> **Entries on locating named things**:
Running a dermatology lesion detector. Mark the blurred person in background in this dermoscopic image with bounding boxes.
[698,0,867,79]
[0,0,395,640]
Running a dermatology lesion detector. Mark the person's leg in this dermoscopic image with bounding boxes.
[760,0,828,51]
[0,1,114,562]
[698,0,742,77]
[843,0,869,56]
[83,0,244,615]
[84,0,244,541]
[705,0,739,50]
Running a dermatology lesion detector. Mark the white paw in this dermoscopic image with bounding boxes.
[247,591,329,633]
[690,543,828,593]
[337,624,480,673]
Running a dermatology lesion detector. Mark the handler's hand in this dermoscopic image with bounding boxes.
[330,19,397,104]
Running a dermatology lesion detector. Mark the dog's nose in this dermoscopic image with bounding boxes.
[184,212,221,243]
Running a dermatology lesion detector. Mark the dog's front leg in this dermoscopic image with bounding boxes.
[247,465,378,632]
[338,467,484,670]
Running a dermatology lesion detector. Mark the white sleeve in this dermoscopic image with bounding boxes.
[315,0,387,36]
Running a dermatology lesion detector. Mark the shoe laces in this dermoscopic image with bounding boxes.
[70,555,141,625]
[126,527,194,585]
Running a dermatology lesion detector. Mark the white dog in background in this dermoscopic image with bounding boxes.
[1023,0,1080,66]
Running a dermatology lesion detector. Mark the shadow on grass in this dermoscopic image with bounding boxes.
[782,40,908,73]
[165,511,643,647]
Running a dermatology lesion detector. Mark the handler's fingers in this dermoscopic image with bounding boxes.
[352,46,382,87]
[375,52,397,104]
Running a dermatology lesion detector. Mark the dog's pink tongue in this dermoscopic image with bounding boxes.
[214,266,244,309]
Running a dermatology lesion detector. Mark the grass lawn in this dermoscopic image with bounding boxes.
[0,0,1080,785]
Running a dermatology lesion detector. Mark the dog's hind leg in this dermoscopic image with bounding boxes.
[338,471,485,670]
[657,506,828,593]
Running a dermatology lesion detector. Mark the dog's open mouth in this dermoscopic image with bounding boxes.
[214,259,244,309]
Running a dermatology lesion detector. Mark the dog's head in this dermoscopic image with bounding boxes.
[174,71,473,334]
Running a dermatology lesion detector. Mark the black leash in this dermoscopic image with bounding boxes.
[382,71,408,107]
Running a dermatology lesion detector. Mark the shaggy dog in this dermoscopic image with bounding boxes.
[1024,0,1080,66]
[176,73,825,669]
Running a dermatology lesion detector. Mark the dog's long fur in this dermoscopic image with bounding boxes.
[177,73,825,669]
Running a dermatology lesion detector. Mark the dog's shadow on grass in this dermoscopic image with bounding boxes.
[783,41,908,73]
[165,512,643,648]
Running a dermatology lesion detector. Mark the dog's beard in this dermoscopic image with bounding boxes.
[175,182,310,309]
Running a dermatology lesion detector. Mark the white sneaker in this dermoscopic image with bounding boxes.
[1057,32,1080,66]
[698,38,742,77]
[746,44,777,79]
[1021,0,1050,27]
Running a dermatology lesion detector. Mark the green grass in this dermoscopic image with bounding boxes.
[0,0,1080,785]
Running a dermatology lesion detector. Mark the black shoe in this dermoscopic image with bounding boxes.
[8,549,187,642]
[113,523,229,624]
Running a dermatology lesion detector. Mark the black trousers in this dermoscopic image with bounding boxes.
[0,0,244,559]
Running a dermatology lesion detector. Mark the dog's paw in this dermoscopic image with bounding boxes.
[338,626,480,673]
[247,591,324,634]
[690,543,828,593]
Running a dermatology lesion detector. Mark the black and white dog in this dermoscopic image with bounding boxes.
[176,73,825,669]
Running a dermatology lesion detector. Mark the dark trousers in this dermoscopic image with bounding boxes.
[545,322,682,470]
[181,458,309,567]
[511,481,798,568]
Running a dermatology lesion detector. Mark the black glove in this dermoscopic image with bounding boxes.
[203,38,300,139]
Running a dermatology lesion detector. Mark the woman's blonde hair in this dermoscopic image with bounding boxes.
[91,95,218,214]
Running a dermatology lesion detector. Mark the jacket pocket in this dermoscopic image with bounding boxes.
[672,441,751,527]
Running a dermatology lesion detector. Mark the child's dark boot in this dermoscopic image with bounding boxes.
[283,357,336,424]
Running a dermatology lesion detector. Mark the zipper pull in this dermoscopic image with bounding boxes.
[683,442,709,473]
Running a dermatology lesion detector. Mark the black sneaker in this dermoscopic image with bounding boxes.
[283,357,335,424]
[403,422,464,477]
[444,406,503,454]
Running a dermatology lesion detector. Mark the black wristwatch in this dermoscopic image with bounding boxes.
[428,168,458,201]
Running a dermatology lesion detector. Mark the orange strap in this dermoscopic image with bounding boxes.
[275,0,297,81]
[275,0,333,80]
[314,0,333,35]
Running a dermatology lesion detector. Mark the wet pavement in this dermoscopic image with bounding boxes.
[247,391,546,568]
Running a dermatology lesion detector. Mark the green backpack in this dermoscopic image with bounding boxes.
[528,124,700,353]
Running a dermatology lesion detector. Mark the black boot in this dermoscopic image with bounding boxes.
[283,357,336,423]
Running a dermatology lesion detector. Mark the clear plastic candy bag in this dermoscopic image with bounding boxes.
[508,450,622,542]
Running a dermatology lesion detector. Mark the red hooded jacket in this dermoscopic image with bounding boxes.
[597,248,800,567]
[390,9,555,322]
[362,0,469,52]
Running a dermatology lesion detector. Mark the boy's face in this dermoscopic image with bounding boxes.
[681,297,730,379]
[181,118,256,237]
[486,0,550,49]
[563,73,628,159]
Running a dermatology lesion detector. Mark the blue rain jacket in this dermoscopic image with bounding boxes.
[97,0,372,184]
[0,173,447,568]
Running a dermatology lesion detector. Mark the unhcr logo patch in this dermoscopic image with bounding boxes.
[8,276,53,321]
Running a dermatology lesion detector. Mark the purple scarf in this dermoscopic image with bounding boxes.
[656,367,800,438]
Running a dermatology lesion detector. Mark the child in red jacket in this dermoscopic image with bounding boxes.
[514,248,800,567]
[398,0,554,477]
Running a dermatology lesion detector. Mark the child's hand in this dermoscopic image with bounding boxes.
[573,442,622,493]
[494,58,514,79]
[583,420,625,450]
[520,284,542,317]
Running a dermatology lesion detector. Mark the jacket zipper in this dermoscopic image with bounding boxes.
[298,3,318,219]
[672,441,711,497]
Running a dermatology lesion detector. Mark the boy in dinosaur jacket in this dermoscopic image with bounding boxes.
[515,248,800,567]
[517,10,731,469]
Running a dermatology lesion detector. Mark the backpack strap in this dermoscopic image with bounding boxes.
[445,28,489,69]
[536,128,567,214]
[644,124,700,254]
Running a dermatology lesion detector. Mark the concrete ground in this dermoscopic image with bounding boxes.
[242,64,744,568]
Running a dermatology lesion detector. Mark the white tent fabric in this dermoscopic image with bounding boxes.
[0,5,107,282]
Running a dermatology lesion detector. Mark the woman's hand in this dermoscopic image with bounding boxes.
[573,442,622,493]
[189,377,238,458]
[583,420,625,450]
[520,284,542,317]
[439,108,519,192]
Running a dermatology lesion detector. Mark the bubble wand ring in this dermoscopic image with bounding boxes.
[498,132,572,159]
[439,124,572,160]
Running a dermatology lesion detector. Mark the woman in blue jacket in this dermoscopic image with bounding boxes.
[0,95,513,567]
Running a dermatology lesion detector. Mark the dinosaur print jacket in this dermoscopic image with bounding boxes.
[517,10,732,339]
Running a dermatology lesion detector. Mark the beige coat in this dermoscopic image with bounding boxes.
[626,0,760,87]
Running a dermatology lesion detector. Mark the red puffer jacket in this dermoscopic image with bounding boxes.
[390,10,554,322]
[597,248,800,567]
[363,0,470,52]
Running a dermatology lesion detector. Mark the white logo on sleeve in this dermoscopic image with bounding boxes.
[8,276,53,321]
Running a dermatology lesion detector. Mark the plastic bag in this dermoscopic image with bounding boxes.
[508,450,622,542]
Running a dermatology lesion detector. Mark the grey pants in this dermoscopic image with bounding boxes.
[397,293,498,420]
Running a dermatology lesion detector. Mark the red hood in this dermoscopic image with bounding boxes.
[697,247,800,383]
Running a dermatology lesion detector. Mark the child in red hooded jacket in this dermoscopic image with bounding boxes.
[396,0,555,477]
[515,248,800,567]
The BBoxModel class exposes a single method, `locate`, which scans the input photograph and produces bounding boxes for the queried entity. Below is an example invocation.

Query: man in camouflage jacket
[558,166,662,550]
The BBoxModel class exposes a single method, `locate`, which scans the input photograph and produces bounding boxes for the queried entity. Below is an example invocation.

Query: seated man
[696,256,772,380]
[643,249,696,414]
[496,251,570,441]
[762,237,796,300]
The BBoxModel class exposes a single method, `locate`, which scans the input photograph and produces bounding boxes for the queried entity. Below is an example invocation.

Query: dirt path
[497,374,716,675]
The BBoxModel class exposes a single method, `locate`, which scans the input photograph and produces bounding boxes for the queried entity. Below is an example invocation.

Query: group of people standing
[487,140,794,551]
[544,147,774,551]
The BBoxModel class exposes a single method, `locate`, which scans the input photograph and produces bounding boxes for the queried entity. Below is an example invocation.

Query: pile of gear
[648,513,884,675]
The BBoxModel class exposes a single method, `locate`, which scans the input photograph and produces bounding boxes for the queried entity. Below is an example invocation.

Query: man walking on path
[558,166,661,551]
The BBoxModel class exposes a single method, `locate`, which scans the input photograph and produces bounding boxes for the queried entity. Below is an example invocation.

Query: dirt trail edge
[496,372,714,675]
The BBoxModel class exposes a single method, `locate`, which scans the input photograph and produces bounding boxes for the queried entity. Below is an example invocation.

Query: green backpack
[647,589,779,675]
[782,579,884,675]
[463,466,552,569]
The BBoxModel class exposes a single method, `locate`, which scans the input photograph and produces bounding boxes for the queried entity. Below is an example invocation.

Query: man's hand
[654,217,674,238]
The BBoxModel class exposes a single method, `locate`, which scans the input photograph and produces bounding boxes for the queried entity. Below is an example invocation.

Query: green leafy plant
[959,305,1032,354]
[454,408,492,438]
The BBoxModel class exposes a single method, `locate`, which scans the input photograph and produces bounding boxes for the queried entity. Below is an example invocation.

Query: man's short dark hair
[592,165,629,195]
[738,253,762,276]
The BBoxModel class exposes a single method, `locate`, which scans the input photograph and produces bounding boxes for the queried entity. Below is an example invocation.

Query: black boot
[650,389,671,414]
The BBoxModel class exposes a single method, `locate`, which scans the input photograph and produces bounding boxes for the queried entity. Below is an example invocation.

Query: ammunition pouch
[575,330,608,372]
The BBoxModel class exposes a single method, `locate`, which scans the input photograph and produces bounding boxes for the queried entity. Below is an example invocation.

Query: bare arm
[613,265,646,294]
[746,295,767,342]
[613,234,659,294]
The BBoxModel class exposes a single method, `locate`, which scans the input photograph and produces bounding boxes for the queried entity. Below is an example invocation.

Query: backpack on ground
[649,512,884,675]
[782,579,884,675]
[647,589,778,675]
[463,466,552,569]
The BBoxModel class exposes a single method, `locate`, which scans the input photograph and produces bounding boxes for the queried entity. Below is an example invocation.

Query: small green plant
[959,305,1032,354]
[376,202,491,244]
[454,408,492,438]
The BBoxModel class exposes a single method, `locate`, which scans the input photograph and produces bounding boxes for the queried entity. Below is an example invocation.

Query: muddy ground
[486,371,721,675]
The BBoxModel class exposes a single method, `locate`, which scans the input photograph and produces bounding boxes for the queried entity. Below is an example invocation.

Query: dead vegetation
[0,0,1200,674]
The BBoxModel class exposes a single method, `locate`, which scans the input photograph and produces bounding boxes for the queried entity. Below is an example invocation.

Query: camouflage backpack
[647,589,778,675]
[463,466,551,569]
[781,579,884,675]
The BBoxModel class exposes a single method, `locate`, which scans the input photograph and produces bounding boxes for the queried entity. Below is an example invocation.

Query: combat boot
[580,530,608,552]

> **Set problem**: Rewrite the data from its first line through the line that contains "[1023,0,1080,66]", replacing "dermoscopic image" with "close-up scan" and keeping everything else the same. Give back only those lines.

> **Full response**:
Running a dermatology lesion detector. Mark the blurred person in background in this close-up scan with bounding boxes.
[698,0,867,79]
[0,0,395,640]
Running a dermatology lesion detector. Mark the person's leg in this close-up scan with bounding boxes.
[760,0,828,51]
[0,1,114,562]
[698,0,742,77]
[843,0,869,56]
[83,0,244,615]
[84,0,244,541]
[705,0,739,50]
Running a dermatology lesion detector. Mark the white paw in this close-up scan with bounding boxes.
[247,591,329,633]
[690,543,828,593]
[337,624,480,673]
Running a dermatology lesion detector. Mark the handler's hand in this close-up scan with bounding boxes.
[330,19,397,104]
Running a dermatology lesion detector. Mark the dog's nose in this close-up scan with bounding boxes.
[184,212,221,243]
Running a dermatology lesion detector. Mark the dog's front leg in this close-up scan with bounding boxes.
[247,465,378,632]
[338,467,484,670]
Running a dermatology lesion detector. Mark the white sleeve in this close-up scan with bounding boxes.
[315,0,387,36]
Running a dermatology lesion detector. Mark the shoe laces in this close-up scan with bounding boxes.
[70,555,141,625]
[126,527,194,585]
Running a dermatology lesion detector. Mark the white dog in background in this close-up scan with bounding boxes.
[1023,0,1080,66]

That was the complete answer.